TO BE DONE:
Extract each line of the following material and reproduce it verbatim.

DATA SUPPLIED:
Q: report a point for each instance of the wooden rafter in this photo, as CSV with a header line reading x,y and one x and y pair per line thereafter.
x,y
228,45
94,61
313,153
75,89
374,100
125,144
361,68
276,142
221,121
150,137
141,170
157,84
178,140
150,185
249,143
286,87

REPLY TO THE EXERCISE:
Q: report a point for each instance of the wooden rafter in this photo, as CSV with a header line reading x,y and one x and y pair per line thereafter.
x,y
228,45
94,61
313,153
75,89
374,100
125,144
361,68
276,142
221,121
150,137
141,170
157,84
178,140
150,185
249,143
286,87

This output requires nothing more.